* _Challenge_
Repeat word for word the lines below between the one holding "Where can the wood knot" and the one holding "point(463, 675)", inclusive.

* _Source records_
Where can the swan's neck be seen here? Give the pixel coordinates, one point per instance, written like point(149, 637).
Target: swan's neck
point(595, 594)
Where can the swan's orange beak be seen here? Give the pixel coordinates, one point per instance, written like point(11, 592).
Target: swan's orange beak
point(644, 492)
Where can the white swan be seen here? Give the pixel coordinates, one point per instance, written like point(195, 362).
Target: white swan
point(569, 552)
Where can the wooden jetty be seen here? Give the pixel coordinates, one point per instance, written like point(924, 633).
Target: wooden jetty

--

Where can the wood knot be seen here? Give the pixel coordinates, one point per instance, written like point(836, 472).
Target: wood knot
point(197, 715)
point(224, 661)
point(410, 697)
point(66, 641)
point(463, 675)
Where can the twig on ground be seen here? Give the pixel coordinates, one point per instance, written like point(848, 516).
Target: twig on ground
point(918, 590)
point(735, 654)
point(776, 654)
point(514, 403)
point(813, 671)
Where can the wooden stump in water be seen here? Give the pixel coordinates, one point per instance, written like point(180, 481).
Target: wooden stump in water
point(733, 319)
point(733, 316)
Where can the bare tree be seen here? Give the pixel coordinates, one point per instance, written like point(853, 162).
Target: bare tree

* _Response below_
Where can the wood knot be seen here? Give the pixel coordinates, one point per instance, written like point(836, 472).
Target: wood knot
point(197, 715)
point(224, 661)
point(410, 697)
point(66, 641)
point(463, 675)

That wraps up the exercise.